[Problème à résoudre]:
Reproduisez intégralement, sans rien modifier, le texte consacré à l'Othello mis en scène par Denis Marleau.

Denis Marleau : La Noirceur
Avec Othello, la tragédie la plus intimiste de Shakespeare, Denis Marleau ouvre pour la première fois le placard sacré du grand Will.
Voilà quelques années que Denis Marleau "tournait autour" du répertoire shakespearien, notamment avec sa mise en scène des Reines de Normand Chaurette, une pièce ouvertement inspirée du Richard III de Shakespeare. Attiré par le caractère intimiste d’Othello, une oeuvre que l’on a souvent qualifiée de "pièce domestique", et ayant en tête l’équipe qui pourrait mener à bien ce projet, le codirecteur artistique de la compagnie Ubu a confié la traduction à Chaurette, un partenaire de longue date qui signe ici son 14e Shakespeare.
Quand on pense à Shakespeare, on pense habituellement à ornementation, décors, costumes d’époque, grand déploiement. Mais connaître Marleau, c’est savoir son goût pour l’épuration, le dépouillement. Othello ne fera pas exception sur la longue feuille de route du metteur en scène, qui y a même prolongé sa réflexion. "J’ai l’impression d’être retombé dans l’enfance de l’art avec Shakespeare, confesse-t-il. Je me suis retrouvé à me poser des questions que j’avais cessé de me poser sur une chose aussi simple qu’une entrée ou une sortie au théâtre, sur comment tout cela fonctionne. Je pense que c’est Shakespeare qui nous emmène là, qui nous oblige à mettre en doute ces savoirs accumulés au fil des années de pratique."

[Données fournies]:
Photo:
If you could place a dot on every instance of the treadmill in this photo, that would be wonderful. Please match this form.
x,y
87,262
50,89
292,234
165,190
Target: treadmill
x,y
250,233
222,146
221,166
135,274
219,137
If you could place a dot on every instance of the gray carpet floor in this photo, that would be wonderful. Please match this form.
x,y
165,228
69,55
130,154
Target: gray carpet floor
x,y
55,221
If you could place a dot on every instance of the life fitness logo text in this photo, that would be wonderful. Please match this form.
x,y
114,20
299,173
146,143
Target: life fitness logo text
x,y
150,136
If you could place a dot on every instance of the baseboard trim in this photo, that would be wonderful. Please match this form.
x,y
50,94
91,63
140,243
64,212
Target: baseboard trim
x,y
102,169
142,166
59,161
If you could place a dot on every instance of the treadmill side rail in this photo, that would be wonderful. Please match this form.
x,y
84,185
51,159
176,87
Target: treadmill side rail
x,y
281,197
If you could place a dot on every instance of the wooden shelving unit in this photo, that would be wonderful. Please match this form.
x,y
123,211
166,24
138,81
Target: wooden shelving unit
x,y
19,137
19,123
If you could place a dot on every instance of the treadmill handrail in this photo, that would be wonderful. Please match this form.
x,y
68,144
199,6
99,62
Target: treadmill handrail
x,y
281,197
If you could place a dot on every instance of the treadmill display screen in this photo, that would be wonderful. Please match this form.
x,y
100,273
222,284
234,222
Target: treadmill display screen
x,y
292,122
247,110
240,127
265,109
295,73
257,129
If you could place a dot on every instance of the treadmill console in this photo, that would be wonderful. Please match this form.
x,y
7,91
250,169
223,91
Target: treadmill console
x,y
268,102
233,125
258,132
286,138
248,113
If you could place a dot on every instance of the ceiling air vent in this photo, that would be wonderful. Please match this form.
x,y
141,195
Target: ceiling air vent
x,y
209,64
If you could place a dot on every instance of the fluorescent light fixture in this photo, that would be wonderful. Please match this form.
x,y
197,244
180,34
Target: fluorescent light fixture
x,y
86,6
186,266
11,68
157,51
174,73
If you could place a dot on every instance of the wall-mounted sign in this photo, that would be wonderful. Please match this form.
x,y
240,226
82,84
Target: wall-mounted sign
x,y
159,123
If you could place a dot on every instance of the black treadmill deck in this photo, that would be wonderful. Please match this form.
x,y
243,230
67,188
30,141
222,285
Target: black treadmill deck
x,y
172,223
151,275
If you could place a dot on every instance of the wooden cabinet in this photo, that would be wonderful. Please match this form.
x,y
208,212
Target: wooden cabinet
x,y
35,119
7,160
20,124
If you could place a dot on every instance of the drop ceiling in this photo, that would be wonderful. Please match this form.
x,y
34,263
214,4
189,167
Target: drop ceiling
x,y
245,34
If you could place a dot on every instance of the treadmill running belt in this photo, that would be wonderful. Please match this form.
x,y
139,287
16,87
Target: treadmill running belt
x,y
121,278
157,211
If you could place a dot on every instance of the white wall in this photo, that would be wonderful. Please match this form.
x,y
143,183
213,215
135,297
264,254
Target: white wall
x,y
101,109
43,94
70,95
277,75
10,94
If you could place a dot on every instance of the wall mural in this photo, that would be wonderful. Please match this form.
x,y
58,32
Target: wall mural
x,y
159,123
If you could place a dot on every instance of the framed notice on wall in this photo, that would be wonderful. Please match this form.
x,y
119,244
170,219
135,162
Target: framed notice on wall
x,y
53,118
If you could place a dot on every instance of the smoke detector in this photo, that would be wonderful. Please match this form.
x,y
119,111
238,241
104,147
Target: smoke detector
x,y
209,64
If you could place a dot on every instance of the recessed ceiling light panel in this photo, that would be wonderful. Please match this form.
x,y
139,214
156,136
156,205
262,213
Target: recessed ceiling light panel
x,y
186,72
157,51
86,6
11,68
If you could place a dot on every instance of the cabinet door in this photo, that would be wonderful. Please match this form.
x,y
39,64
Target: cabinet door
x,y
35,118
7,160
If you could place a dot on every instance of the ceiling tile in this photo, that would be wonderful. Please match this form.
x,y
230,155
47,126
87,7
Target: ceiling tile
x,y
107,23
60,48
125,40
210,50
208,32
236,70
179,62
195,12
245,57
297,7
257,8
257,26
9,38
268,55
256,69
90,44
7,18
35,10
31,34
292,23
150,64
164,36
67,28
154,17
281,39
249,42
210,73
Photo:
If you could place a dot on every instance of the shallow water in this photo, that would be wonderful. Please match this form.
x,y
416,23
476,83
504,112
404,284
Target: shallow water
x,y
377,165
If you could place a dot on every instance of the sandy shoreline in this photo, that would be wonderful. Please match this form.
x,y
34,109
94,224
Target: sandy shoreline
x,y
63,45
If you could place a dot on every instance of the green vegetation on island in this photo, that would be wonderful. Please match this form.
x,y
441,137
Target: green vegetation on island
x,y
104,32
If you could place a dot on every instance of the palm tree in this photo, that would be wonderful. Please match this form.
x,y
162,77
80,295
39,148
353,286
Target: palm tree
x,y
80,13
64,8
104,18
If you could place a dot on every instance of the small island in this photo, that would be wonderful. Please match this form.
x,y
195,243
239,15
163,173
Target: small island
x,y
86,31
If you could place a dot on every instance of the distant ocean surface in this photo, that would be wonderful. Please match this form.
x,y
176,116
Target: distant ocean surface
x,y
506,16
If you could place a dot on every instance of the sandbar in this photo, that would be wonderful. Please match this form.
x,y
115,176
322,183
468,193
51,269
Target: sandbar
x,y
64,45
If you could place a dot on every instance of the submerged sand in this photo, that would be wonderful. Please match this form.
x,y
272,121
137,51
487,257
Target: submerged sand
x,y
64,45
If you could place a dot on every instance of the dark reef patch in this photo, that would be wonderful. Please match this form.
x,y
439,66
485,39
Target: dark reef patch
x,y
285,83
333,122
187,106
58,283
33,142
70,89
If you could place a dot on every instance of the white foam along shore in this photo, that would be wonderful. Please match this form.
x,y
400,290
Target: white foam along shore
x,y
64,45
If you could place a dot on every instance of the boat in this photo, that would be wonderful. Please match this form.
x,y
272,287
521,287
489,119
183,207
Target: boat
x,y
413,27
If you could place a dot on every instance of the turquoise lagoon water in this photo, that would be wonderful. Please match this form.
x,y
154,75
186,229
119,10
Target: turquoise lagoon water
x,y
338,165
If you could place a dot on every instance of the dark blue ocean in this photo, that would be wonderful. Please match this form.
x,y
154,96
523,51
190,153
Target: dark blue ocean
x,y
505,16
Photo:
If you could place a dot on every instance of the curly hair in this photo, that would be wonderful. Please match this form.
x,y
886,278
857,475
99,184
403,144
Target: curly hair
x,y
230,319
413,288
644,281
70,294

[Réponse]:
Denis Marleau : La Noirceur
Avec Othello, la tragédie la plus intimiste de Shakespeare, Denis Marleau ouvre pour la première fois le placard sacré du grand Will.
Voilà quelques années que Denis Marleau "tournait autour" du répertoire shakespearien, notamment avec sa mise en scène des Reines de Normand Chaurette, une pièce ouvertement inspirée du Richard III de Shakespeare. Attiré par le caractère intimiste d’Othello, une oeuvre que l’on a souvent qualifiée de "pièce domestique", et ayant en tête l’équipe qui pourrait mener à bien ce projet, le codirecteur artistique de la compagnie Ubu a confié la traduction à Chaurette, un partenaire de longue date qui signe ici son 14e Shakespeare.
Quand on pense à Shakespeare, on pense habituellement à ornementation, décors, costumes d’époque, grand déploiement. Mais connaître Marleau, c’est savoir son goût pour l’épuration, le dépouillement. Othello ne fera pas exception sur la longue feuille de route du metteur en scène, qui y a même prolongé sa réflexion. "J’ai l’impression d’être retombé dans l’enfance de l’art avec Shakespeare, confesse-t-il. Je me suis retrouvé à me poser des questions que j’avais cessé de me poser sur une chose aussi simple qu’une entrée ou une sortie au théâtre, sur comment tout cela fonctionne. Je pense que c’est Shakespeare qui nous emmène là, qui nous oblige à mettre en doute ces savoirs accumulés au fil des années de pratique."